> [ABOUT THIS EXERCISE]
Reproduce word for word, from the entries below, the line with "If you could point out the tree in", the line with "If you could point out the high-rise", and every line between them, and nothing more.

> [MATERIAL FOR THE TASK]
════════════════
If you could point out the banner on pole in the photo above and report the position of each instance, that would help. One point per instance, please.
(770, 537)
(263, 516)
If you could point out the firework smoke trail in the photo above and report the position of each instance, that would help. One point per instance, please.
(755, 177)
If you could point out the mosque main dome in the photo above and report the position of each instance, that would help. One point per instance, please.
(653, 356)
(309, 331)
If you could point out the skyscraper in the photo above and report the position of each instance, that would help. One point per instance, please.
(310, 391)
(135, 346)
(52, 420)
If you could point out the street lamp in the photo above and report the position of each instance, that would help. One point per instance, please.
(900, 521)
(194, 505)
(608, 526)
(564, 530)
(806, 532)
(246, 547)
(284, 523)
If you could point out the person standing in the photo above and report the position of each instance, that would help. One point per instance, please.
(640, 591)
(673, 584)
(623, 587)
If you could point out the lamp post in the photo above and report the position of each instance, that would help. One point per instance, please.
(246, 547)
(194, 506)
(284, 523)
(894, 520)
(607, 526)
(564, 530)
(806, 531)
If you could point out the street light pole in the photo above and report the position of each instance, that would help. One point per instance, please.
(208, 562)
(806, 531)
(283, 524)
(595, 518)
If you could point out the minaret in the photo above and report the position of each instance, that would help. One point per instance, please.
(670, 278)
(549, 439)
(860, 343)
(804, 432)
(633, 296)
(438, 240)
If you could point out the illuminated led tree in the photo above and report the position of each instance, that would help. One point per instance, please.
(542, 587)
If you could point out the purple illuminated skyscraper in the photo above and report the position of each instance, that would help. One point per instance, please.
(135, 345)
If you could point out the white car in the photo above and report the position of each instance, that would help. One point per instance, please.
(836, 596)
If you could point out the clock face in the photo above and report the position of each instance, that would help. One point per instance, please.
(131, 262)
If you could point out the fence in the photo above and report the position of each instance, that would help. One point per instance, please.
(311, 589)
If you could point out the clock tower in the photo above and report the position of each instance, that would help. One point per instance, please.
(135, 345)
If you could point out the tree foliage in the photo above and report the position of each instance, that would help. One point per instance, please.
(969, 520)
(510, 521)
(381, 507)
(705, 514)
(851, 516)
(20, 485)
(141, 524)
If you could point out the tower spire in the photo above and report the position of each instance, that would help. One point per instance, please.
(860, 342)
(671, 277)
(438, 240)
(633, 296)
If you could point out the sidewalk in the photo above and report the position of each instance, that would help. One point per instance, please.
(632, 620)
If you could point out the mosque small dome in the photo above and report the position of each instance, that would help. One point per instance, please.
════════════════
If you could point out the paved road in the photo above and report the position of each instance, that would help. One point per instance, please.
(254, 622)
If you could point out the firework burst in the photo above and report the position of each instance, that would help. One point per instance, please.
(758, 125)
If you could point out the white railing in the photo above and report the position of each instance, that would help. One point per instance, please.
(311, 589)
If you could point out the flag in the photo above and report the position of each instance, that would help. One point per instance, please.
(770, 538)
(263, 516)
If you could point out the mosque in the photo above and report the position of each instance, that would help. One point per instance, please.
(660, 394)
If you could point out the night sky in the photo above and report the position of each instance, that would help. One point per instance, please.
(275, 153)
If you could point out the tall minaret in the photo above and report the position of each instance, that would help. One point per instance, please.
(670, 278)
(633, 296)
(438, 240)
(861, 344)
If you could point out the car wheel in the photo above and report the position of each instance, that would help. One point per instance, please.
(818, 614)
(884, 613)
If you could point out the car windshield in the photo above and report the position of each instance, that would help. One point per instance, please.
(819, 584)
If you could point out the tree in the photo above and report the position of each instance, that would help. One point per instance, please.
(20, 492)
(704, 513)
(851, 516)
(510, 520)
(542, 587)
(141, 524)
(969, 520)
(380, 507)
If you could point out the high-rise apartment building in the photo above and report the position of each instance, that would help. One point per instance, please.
════════════════
> [RESPONSE]
If you could point out the tree in the photo above and report the position of each instance, that would help. One point per instance, please.
(20, 492)
(704, 513)
(851, 516)
(510, 520)
(542, 587)
(141, 524)
(969, 520)
(380, 507)
If you could point out the high-rise apartment building in the photo above and report the position of each instance, that would help. One point per instance, please.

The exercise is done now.